▶ **What this task involves**
The lines from the one containing "task: draw the outline of the target" through the end of the entries are what to output; reproduce them exactly and add nothing.

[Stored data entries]
- - - - -

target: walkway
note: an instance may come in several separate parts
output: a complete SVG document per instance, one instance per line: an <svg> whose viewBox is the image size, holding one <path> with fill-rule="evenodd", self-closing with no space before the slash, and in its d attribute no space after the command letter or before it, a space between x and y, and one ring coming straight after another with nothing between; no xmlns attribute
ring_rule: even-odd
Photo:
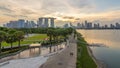
<svg viewBox="0 0 120 68"><path fill-rule="evenodd" d="M69 37L69 45L62 52L51 56L40 68L76 68L77 45L73 35ZM73 56L70 53L73 53Z"/></svg>

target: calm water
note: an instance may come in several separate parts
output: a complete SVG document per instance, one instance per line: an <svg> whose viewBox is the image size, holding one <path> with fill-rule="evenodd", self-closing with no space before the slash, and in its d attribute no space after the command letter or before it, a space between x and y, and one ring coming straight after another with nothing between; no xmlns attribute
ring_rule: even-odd
<svg viewBox="0 0 120 68"><path fill-rule="evenodd" d="M108 47L91 47L94 56L107 64L107 68L120 68L120 30L77 30L88 43L101 43Z"/></svg>
<svg viewBox="0 0 120 68"><path fill-rule="evenodd" d="M65 43L59 44L57 46L51 47L51 53L59 51L61 49L65 48ZM21 58L30 58L30 57L36 57L36 56L44 56L50 53L50 47L40 47L40 48L32 48L27 49L25 51L22 51L16 55L5 57L0 59L0 62L13 60L13 59L21 59Z"/></svg>

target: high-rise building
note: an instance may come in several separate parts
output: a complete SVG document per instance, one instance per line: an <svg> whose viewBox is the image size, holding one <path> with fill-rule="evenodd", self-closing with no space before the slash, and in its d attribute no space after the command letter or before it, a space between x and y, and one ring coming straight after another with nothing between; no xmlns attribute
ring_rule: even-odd
<svg viewBox="0 0 120 68"><path fill-rule="evenodd" d="M100 28L100 24L99 24L99 23L94 24L94 28L95 28L95 29L99 29L99 28Z"/></svg>
<svg viewBox="0 0 120 68"><path fill-rule="evenodd" d="M82 27L81 28L85 28L85 25L82 23Z"/></svg>
<svg viewBox="0 0 120 68"><path fill-rule="evenodd" d="M114 29L115 26L114 26L113 24L110 24L110 28L111 28L111 29Z"/></svg>
<svg viewBox="0 0 120 68"><path fill-rule="evenodd" d="M105 24L105 27L104 27L104 28L107 29L107 28L108 28L108 25Z"/></svg>
<svg viewBox="0 0 120 68"><path fill-rule="evenodd" d="M55 18L50 18L50 27L54 27Z"/></svg>
<svg viewBox="0 0 120 68"><path fill-rule="evenodd" d="M34 21L26 21L25 28L36 28L36 24Z"/></svg>
<svg viewBox="0 0 120 68"><path fill-rule="evenodd" d="M54 27L54 20L55 18L51 17L42 17L39 18L37 26L38 27Z"/></svg>
<svg viewBox="0 0 120 68"><path fill-rule="evenodd" d="M37 27L43 27L43 22L44 22L44 20L43 20L44 18L39 18L38 19L38 22L37 22Z"/></svg>
<svg viewBox="0 0 120 68"><path fill-rule="evenodd" d="M18 28L24 28L24 26L25 26L25 20L19 19L18 20Z"/></svg>
<svg viewBox="0 0 120 68"><path fill-rule="evenodd" d="M30 24L31 24L31 28L35 28L36 27L36 24L34 21L30 21Z"/></svg>
<svg viewBox="0 0 120 68"><path fill-rule="evenodd" d="M48 18L44 18L44 27L49 27L48 21Z"/></svg>
<svg viewBox="0 0 120 68"><path fill-rule="evenodd" d="M91 28L92 28L92 23L91 23L91 22L89 22L89 23L87 24L87 28L88 28L88 29L91 29Z"/></svg>
<svg viewBox="0 0 120 68"><path fill-rule="evenodd" d="M68 23L65 24L65 25L64 25L64 28L69 28L69 24L68 24Z"/></svg>
<svg viewBox="0 0 120 68"><path fill-rule="evenodd" d="M85 28L88 28L88 29L92 28L92 23L85 21Z"/></svg>
<svg viewBox="0 0 120 68"><path fill-rule="evenodd" d="M80 23L77 23L77 28L81 28L81 24Z"/></svg>
<svg viewBox="0 0 120 68"><path fill-rule="evenodd" d="M116 23L116 28L119 29L120 28L120 24Z"/></svg>
<svg viewBox="0 0 120 68"><path fill-rule="evenodd" d="M85 28L87 28L87 25L88 25L88 23L87 23L87 20L85 21Z"/></svg>

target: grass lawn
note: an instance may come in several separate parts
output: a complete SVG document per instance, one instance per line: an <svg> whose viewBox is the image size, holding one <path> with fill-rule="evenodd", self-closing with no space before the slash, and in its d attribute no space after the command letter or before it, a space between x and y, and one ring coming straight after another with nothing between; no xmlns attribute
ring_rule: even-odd
<svg viewBox="0 0 120 68"><path fill-rule="evenodd" d="M93 61L87 51L86 41L78 35L77 43L77 68L97 68L96 63Z"/></svg>
<svg viewBox="0 0 120 68"><path fill-rule="evenodd" d="M48 38L48 36L46 34L36 34L34 36L25 38L23 41L21 41L21 45L22 44L31 44L31 43L34 43L34 42L39 42L41 40L44 40L45 38ZM17 46L18 42L14 42L13 45ZM6 47L6 46L10 46L10 44L8 44L6 42L3 42L2 46Z"/></svg>
<svg viewBox="0 0 120 68"><path fill-rule="evenodd" d="M46 34L36 34L35 36L28 37L25 40L37 40L37 41L39 41L39 40L44 40L45 38L47 38Z"/></svg>

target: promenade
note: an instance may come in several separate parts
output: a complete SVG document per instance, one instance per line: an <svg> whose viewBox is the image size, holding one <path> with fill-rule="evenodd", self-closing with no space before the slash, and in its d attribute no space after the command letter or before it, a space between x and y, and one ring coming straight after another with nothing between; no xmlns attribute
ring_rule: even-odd
<svg viewBox="0 0 120 68"><path fill-rule="evenodd" d="M73 55L70 55L70 53ZM51 56L40 68L76 68L77 45L74 35L69 37L69 44L62 52Z"/></svg>

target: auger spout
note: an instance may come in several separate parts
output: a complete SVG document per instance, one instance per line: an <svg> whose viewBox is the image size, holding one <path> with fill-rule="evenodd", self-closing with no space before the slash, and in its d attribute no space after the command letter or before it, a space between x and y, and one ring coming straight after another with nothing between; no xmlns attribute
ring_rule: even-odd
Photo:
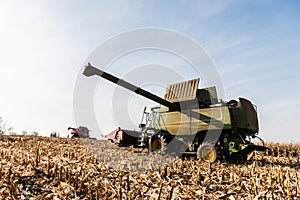
<svg viewBox="0 0 300 200"><path fill-rule="evenodd" d="M120 79L118 77L115 77L109 73L106 73L94 66L92 66L90 63L88 63L87 65L85 65L85 69L83 71L83 74L87 77L90 77L90 76L94 76L94 75L97 75L97 76L100 76L110 82L113 82L119 86L122 86L130 91L133 91L135 92L136 94L138 95L141 95L147 99L150 99L152 101L155 101L161 105L164 105L166 107L168 107L170 109L170 111L180 111L180 106L176 103L171 103L169 101L166 101L165 99L163 98L160 98L159 96L155 95L155 94L152 94L140 87L137 87L135 85L132 85L131 83L128 83L127 81L124 81L123 79Z"/></svg>

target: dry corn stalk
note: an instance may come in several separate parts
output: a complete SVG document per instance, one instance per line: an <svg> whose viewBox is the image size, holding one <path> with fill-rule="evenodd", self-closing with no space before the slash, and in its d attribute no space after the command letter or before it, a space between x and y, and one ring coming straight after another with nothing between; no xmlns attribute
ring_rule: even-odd
<svg viewBox="0 0 300 200"><path fill-rule="evenodd" d="M241 164L163 165L168 158L107 141L4 136L0 199L299 199L300 145L267 145Z"/></svg>

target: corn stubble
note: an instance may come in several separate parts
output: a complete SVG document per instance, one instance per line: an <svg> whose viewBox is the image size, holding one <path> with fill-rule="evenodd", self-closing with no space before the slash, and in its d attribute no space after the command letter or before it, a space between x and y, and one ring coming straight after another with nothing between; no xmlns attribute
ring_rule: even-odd
<svg viewBox="0 0 300 200"><path fill-rule="evenodd" d="M300 145L267 146L272 150L239 164L176 159L163 165L165 156L150 155L161 167L142 171L128 170L124 159L147 166L140 156L146 152L129 148L124 157L125 149L108 141L4 136L0 199L299 199Z"/></svg>

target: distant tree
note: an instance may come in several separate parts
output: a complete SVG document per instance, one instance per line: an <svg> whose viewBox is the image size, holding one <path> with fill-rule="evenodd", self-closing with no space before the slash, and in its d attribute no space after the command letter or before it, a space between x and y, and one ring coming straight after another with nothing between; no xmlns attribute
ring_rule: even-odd
<svg viewBox="0 0 300 200"><path fill-rule="evenodd" d="M22 135L27 135L27 131L22 131Z"/></svg>
<svg viewBox="0 0 300 200"><path fill-rule="evenodd" d="M50 137L59 137L59 132L53 131L53 132L50 134Z"/></svg>
<svg viewBox="0 0 300 200"><path fill-rule="evenodd" d="M0 134L5 134L10 128L8 122L0 117Z"/></svg>
<svg viewBox="0 0 300 200"><path fill-rule="evenodd" d="M38 133L38 132L36 132L36 131L33 131L33 132L31 133L31 135L32 135L32 136L38 136L38 135L39 135L39 133Z"/></svg>
<svg viewBox="0 0 300 200"><path fill-rule="evenodd" d="M9 135L17 135L17 133L14 131L13 127L9 127L9 129L7 129L7 131L8 131Z"/></svg>

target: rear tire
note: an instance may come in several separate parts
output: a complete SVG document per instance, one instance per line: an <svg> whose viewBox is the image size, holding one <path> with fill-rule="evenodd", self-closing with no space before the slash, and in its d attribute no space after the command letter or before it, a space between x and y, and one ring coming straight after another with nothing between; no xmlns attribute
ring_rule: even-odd
<svg viewBox="0 0 300 200"><path fill-rule="evenodd" d="M216 147L211 143L203 143L197 150L197 158L205 162L213 163L217 160L217 157Z"/></svg>

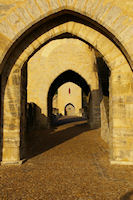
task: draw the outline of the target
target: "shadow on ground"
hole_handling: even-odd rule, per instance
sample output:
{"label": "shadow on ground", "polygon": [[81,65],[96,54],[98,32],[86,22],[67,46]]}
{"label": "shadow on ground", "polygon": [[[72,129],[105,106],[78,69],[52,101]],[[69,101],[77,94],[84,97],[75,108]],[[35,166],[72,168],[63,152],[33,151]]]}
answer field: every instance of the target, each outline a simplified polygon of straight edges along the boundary
{"label": "shadow on ground", "polygon": [[63,129],[35,130],[27,134],[26,159],[41,154],[77,135],[89,130],[86,121]]}
{"label": "shadow on ground", "polygon": [[85,121],[85,120],[87,120],[85,117],[63,116],[63,117],[58,118],[57,120],[55,119],[54,125],[59,126],[62,124],[68,124],[68,123],[72,123],[72,122],[79,122],[79,121]]}
{"label": "shadow on ground", "polygon": [[120,200],[133,200],[133,190],[122,196]]}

- - - - -

▶ **Task output**
task: draw the outline of the target
target: "shadow on ground"
hole_handling: even-odd rule, per instance
sample output:
{"label": "shadow on ground", "polygon": [[81,65],[96,54],[98,32],[86,22],[67,46]]}
{"label": "shadow on ground", "polygon": [[[72,129],[105,106],[78,69],[52,101]],[[69,101],[77,94],[84,97],[75,108]],[[35,166],[72,168],[63,152],[33,151]]]}
answer field: every instance of the target, each outline a simplified polygon of straight edges along the boundary
{"label": "shadow on ground", "polygon": [[63,129],[35,130],[27,134],[26,159],[41,154],[77,135],[89,130],[86,121]]}
{"label": "shadow on ground", "polygon": [[85,121],[85,120],[87,120],[85,117],[63,116],[63,117],[58,118],[57,120],[55,119],[54,125],[59,126],[62,124],[68,124],[68,123],[72,123],[72,122],[79,122],[79,121]]}
{"label": "shadow on ground", "polygon": [[120,200],[133,200],[133,190],[122,196]]}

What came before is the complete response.